Task brief:
Reproduce word for word everything in the passage on the dialectic of pop, from "Crucially, each side" down to "of the time.".

Text provided:
Pop-collectivism: social, dynamic, phony, passive, conformist, humble, structuring, conservative, tolerant, creative, kind, consumerist, populist, oversimplified, over-stimulated, inundated.
I define Pop as that which intervenes in an undivided aesthetic experience to cleave it in two, recasting the aesthetic experience as divided between pop-individualism and pop-collectivism. By its nature, Pop cannot privilege either orientation. Rather, Pop is the structuring referent we stand in relation to when modulating one way or the other.
Crucially, each side emerges as an orientation to popularity as such. In other words, the pop-individualist doesn’t just happen to hate pop songs due to her specifically refined taste: She hates popular songs precisely because they are popular. Likewise, the pop-collectivist doesn’t owe her enjoyment of pop songs to a happy congruence of her personal taste with current trends: She enjoys the popularity of a pop song as much or more than the song itself.
To be sure, the point is not to privilege either side of the dialectic of pop. One orientation might make sense during one period of your life, and the opposite attitude might pervade your relationship to another era. Both orientations represent a complex and value-laden set of characteristics, and neither category represents how we should want to experience pop culture all of the time.
I should note that the dialectic of pop owes much to the well-trod debate between poptimism and rockism. However, that discussion is specific to music criticism, and arises from specific historical pockets. I deal instead with pop culture in its widest sense, i.e. any art that is popular, and also treat pop culture as a trans-historical phenomenon. The poptimism/rockism divide is better understood as one symptom of the structural antinomy of pop culture itself. The same antinomies are reflected elsewhere, such as in the relative cultural currency of television shows versus movies, in spandex versus indie comic books, in underground versus commercial hip-hop, etc.
Returning to La La Land, we can see how precisely Chazelle grasps the dialectic of pop. His film is a fable of authentic individuals set against collective mediocrity. But the film is its own refutation.

Raw data:
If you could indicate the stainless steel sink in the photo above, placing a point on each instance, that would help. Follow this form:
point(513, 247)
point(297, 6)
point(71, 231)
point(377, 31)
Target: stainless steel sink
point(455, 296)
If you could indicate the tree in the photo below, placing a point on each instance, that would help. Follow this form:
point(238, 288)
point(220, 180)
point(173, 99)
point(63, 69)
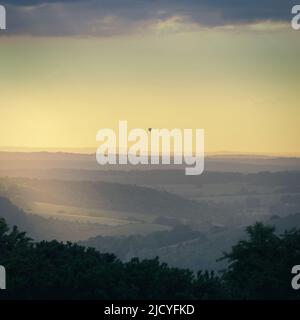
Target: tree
point(260, 267)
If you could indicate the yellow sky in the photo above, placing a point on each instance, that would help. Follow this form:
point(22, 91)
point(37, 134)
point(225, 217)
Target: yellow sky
point(240, 85)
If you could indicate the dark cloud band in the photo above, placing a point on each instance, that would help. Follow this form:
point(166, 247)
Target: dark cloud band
point(110, 17)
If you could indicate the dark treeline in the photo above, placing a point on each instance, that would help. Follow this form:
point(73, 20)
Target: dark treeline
point(258, 268)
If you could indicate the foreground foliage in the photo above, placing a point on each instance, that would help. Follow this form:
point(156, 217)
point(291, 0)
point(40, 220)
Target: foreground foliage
point(258, 268)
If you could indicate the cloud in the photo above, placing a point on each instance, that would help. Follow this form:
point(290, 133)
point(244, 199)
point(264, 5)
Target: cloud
point(115, 17)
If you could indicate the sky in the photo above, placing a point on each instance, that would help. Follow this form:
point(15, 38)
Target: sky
point(70, 68)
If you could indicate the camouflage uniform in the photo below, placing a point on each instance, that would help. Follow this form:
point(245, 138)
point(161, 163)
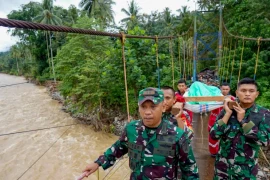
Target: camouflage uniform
point(153, 153)
point(172, 120)
point(239, 146)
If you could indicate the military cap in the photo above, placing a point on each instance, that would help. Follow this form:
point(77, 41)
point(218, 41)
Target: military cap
point(153, 94)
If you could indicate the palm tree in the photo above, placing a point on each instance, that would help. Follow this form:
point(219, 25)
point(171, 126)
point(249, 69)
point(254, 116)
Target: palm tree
point(133, 14)
point(48, 17)
point(99, 9)
point(16, 53)
point(169, 22)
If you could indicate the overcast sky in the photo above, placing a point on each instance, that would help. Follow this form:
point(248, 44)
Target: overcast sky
point(6, 6)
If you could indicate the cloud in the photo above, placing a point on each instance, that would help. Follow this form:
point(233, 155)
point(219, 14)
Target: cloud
point(147, 6)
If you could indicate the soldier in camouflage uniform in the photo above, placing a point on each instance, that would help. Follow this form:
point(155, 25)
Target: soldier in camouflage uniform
point(241, 130)
point(155, 147)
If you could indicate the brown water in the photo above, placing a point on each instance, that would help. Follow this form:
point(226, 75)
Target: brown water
point(60, 152)
point(28, 151)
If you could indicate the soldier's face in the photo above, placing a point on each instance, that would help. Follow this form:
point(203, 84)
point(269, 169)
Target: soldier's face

Response:
Crucially, each side emerges as an orientation to popularity as such. In other words, the pop-individualist doesn’t just happen to hate pop songs due to her specifically refined taste: She hates popular songs precisely because they are popular. Likewise, the pop-collectivist doesn’t owe her enjoyment of pop songs to a happy congruence of her personal taste with current trends: She enjoys the popularity of a pop song as much or more than the song itself.
To be sure, the point is not to privilege either side of the dialectic of pop. One orientation might make sense during one period of your life, and the opposite attitude might pervade your relationship to another era. Both orientations represent a complex and value-laden set of characteristics, and neither category represents how we should want to experience pop culture all of the time.